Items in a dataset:

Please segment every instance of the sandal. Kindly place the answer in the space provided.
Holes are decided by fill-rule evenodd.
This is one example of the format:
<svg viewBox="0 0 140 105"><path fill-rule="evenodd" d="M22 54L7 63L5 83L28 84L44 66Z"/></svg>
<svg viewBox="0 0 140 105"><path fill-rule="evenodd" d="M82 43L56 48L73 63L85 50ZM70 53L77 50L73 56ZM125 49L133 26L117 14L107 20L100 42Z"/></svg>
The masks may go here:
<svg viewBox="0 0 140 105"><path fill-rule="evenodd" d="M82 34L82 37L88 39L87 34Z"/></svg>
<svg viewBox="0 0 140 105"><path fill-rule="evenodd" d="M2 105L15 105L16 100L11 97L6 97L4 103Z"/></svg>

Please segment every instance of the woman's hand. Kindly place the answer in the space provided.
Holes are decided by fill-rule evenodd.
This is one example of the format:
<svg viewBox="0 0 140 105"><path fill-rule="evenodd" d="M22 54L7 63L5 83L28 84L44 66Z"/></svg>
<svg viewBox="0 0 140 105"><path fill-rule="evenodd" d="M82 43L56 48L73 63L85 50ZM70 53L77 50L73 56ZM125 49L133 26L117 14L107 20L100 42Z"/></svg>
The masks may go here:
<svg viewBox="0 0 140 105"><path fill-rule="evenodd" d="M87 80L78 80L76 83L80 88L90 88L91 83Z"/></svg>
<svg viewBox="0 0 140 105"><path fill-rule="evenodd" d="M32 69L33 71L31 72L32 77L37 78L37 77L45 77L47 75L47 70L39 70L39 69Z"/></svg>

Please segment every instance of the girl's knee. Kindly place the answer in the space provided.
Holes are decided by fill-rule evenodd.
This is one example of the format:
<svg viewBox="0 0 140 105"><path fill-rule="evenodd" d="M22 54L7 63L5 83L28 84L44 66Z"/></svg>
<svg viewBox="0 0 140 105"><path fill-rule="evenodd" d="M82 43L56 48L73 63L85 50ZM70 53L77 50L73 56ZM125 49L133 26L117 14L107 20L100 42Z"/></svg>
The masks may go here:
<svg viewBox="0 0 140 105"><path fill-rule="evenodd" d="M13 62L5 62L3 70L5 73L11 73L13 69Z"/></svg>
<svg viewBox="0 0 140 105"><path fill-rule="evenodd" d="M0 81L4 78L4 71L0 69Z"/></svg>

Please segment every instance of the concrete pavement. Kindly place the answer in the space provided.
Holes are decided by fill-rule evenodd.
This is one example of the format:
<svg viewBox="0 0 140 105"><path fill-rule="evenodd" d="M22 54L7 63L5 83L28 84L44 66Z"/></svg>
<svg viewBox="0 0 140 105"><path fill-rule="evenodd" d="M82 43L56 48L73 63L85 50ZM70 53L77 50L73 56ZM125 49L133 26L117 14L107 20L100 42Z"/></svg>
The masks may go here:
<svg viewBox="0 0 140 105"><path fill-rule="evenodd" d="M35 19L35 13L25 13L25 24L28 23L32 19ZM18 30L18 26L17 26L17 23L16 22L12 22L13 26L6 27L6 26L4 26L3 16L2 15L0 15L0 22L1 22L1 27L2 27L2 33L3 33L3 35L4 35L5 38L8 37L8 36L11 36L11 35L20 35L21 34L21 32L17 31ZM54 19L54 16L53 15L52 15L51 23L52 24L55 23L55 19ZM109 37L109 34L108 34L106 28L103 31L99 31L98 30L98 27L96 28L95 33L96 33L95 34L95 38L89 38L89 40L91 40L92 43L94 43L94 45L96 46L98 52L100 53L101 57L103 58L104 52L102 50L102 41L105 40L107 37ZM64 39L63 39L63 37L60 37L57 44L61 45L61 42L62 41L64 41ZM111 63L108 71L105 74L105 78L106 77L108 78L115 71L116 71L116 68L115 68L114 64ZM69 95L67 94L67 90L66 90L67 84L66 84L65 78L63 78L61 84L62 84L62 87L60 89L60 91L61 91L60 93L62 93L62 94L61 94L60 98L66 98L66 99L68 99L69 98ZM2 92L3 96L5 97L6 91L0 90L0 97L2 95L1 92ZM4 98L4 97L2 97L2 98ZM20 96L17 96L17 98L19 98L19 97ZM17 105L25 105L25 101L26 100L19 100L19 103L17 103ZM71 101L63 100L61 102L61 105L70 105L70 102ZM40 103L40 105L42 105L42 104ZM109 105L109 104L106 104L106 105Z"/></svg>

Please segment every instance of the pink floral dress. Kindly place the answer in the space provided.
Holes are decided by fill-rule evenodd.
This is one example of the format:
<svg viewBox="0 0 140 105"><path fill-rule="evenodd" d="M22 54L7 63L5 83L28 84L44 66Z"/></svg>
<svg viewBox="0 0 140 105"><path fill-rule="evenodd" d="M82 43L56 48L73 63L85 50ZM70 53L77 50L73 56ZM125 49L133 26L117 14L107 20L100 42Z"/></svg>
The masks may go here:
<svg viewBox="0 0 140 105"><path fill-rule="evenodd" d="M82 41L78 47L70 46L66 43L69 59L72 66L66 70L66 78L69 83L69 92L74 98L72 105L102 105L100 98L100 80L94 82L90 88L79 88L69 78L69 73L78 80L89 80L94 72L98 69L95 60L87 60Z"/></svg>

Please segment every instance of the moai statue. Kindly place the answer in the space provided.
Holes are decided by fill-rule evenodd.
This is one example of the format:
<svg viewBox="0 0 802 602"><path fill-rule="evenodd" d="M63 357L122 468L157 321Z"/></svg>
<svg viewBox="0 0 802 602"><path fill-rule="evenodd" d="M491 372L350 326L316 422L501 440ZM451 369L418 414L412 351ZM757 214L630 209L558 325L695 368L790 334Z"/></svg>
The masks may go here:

» GIVEN EXERCISE: Edit the data above so that every "The masks may go here" reads "Put the masks here", keeping all other text the same.

» REPLY:
Please segment every instance of the sandal. Kindly place the answer in the space provided.
Holes are decided by fill-rule evenodd.
This is one example of the format:
<svg viewBox="0 0 140 105"><path fill-rule="evenodd" d="M22 54L7 63L5 83L28 84L44 66Z"/></svg>
<svg viewBox="0 0 140 105"><path fill-rule="evenodd" d="M82 43L56 48L73 63L85 50ZM70 53L77 50L73 56ZM125 49L133 26L117 14L107 20L100 42Z"/></svg>
Put the masks here:
<svg viewBox="0 0 140 105"><path fill-rule="evenodd" d="M82 34L82 37L88 39L87 34Z"/></svg>
<svg viewBox="0 0 140 105"><path fill-rule="evenodd" d="M2 105L15 105L16 100L11 97L6 97L4 103Z"/></svg>

Please segment every instance of the woman's hand. Kindly place the answer in the space provided.
Holes are decided by fill-rule evenodd.
This is one example of the format:
<svg viewBox="0 0 140 105"><path fill-rule="evenodd" d="M22 54L7 63L5 83L28 84L44 66Z"/></svg>
<svg viewBox="0 0 140 105"><path fill-rule="evenodd" d="M82 43L56 48L73 63L85 50ZM70 53L77 50L73 56ZM125 49L133 26L117 14L107 20L100 42Z"/></svg>
Put the masks here:
<svg viewBox="0 0 140 105"><path fill-rule="evenodd" d="M87 80L78 80L76 83L80 88L90 88L91 83Z"/></svg>
<svg viewBox="0 0 140 105"><path fill-rule="evenodd" d="M32 69L33 71L31 72L32 77L37 78L37 77L45 77L47 75L47 70L39 70L39 69Z"/></svg>

Please segment every instance of the girl's knee. Kindly place the answer in the space provided.
Holes are decided by fill-rule evenodd.
This is one example of the format:
<svg viewBox="0 0 140 105"><path fill-rule="evenodd" d="M22 54L7 63L5 83L28 84L44 66Z"/></svg>
<svg viewBox="0 0 140 105"><path fill-rule="evenodd" d="M82 43L56 48L73 63L85 50ZM70 53L77 50L73 56ZM125 49L133 26L117 14L107 20L100 42Z"/></svg>
Put the masks here:
<svg viewBox="0 0 140 105"><path fill-rule="evenodd" d="M13 62L5 62L3 70L5 73L11 73L13 69Z"/></svg>
<svg viewBox="0 0 140 105"><path fill-rule="evenodd" d="M0 81L4 78L4 71L0 69Z"/></svg>

Please segment every instance of the concrete pavement. Kindly place the answer in the space provided.
Holes are decided by fill-rule evenodd.
This is one example of the format:
<svg viewBox="0 0 140 105"><path fill-rule="evenodd" d="M22 54L7 63L5 83L28 84L44 66Z"/></svg>
<svg viewBox="0 0 140 105"><path fill-rule="evenodd" d="M82 43L56 48L73 63L85 50ZM70 53L77 50L73 56ZM125 49L133 26L117 14L107 20L100 42Z"/></svg>
Put the masks here:
<svg viewBox="0 0 140 105"><path fill-rule="evenodd" d="M35 19L35 13L25 13L25 24L28 23L32 19ZM18 30L18 26L17 26L17 23L16 22L12 22L13 26L6 27L6 26L4 26L3 16L2 15L0 15L0 22L1 22L1 27L2 27L2 33L3 33L3 35L4 35L5 38L8 37L8 36L11 36L11 35L20 35L21 34L21 32L17 31ZM54 19L54 16L53 15L52 15L51 23L52 24L55 23L55 19ZM109 37L109 34L108 34L106 28L103 31L99 31L98 30L98 27L96 28L95 33L96 33L95 34L95 38L89 38L89 40L91 40L92 43L94 43L94 45L96 46L98 52L100 53L101 57L103 58L104 52L102 50L102 41L105 40L107 37ZM64 39L63 39L63 37L60 37L57 44L61 45L61 42L62 41L64 41ZM111 63L108 71L105 74L105 78L106 77L108 78L115 71L116 71L116 68L115 68L114 64ZM69 95L67 94L67 90L66 90L67 84L66 84L65 78L63 78L61 84L62 84L62 87L60 89L60 91L61 91L60 93L62 93L62 94L61 94L60 98L66 98L66 99L68 99L69 98ZM2 92L3 96L5 97L6 91L0 90L0 97L2 95L1 92ZM4 98L4 97L2 97L2 98ZM20 96L17 96L17 98L19 98L19 97ZM17 105L25 105L25 101L26 100L19 100L19 103L17 103ZM71 101L63 100L61 102L61 105L70 105L70 102ZM40 103L40 105L42 105L42 104ZM109 105L109 104L106 104L106 105Z"/></svg>

Please segment every instance of the pink floral dress. Kindly place the answer in the space provided.
Holes are decided by fill-rule evenodd.
This is one example of the format:
<svg viewBox="0 0 140 105"><path fill-rule="evenodd" d="M22 54L7 63L5 83L28 84L44 66Z"/></svg>
<svg viewBox="0 0 140 105"><path fill-rule="evenodd" d="M82 43L56 48L73 63L85 50ZM70 53L77 50L73 56ZM125 49L133 26L117 14L107 20L100 42Z"/></svg>
Put the masks here:
<svg viewBox="0 0 140 105"><path fill-rule="evenodd" d="M82 41L78 47L70 46L66 43L69 59L72 66L66 70L66 78L69 83L69 92L74 98L72 105L102 105L100 98L100 80L94 82L90 88L79 88L69 78L69 73L78 80L89 80L94 72L98 69L95 60L87 60Z"/></svg>

Please segment every instance of the moai statue. Kindly place the answer in the space provided.
Holes are decided by fill-rule evenodd.
This is one example of the format:
<svg viewBox="0 0 802 602"><path fill-rule="evenodd" d="M63 357L122 468L157 321Z"/></svg>
<svg viewBox="0 0 802 602"><path fill-rule="evenodd" d="M491 372L350 326L316 422L501 440ZM451 369L418 414L412 351ZM757 214L630 209L558 325L695 368L790 334Z"/></svg>
Put the masks here:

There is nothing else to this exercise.